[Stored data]

# # # #

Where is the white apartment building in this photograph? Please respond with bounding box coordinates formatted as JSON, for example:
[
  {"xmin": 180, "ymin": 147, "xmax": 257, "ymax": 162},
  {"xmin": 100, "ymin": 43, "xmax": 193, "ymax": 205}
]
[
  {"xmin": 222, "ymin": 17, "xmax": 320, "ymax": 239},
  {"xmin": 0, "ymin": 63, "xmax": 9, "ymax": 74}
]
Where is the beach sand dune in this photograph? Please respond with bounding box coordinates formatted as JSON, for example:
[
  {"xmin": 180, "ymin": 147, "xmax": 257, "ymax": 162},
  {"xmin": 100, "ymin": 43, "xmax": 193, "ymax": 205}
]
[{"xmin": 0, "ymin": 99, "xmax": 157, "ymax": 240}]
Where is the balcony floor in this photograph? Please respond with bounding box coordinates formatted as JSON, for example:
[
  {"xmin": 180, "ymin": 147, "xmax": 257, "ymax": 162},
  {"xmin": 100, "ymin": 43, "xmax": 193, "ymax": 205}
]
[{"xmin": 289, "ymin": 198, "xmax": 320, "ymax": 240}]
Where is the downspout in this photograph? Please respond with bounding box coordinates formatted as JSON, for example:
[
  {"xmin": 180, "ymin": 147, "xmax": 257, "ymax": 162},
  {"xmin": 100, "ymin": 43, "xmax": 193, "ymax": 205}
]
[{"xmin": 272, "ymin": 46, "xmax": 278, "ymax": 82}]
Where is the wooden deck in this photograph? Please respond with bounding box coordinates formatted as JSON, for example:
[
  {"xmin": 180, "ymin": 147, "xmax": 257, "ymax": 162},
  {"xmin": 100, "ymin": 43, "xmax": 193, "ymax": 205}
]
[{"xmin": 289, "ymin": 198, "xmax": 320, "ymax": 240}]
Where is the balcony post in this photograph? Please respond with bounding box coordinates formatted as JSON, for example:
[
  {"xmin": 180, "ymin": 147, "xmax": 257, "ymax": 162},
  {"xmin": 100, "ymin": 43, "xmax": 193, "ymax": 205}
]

# # # #

### WHAT THE EXERCISE ASKS
Please print all of the material above again, word for word and unchanged.

### WORKED ANSWER
Where is the white apartment building in this photograph? Please respond with bounding box coordinates formatted as JSON, for example:
[
  {"xmin": 180, "ymin": 147, "xmax": 257, "ymax": 162},
  {"xmin": 100, "ymin": 43, "xmax": 193, "ymax": 205}
]
[
  {"xmin": 222, "ymin": 17, "xmax": 320, "ymax": 239},
  {"xmin": 0, "ymin": 63, "xmax": 9, "ymax": 74}
]
Where is the beach sand dune in this photograph? Please respond with bounding box coordinates formatted as JSON, for example:
[
  {"xmin": 180, "ymin": 147, "xmax": 257, "ymax": 162},
  {"xmin": 100, "ymin": 43, "xmax": 193, "ymax": 205}
]
[{"xmin": 0, "ymin": 99, "xmax": 157, "ymax": 240}]
Where is the balcony floor in this photograph? Please respond with bounding box coordinates formatted as JSON, for example:
[
  {"xmin": 180, "ymin": 147, "xmax": 257, "ymax": 162},
  {"xmin": 100, "ymin": 43, "xmax": 193, "ymax": 205}
]
[{"xmin": 289, "ymin": 198, "xmax": 320, "ymax": 240}]
Where is the downspout in this photograph? Please respond with bounding box coordinates formatted as JSON, for example:
[
  {"xmin": 180, "ymin": 147, "xmax": 257, "ymax": 162},
  {"xmin": 100, "ymin": 43, "xmax": 193, "ymax": 205}
]
[{"xmin": 272, "ymin": 46, "xmax": 278, "ymax": 82}]
Where is the wooden deck in this photograph? Please respond with bounding box coordinates formatted as JSON, for example:
[
  {"xmin": 180, "ymin": 147, "xmax": 257, "ymax": 162},
  {"xmin": 100, "ymin": 43, "xmax": 193, "ymax": 205}
]
[{"xmin": 289, "ymin": 198, "xmax": 320, "ymax": 240}]
Where is the balcony post in this photograph? Please respond with bounding box coordinates formatted as JSON, for example:
[
  {"xmin": 180, "ymin": 147, "xmax": 257, "ymax": 162},
  {"xmin": 100, "ymin": 43, "xmax": 193, "ymax": 205}
]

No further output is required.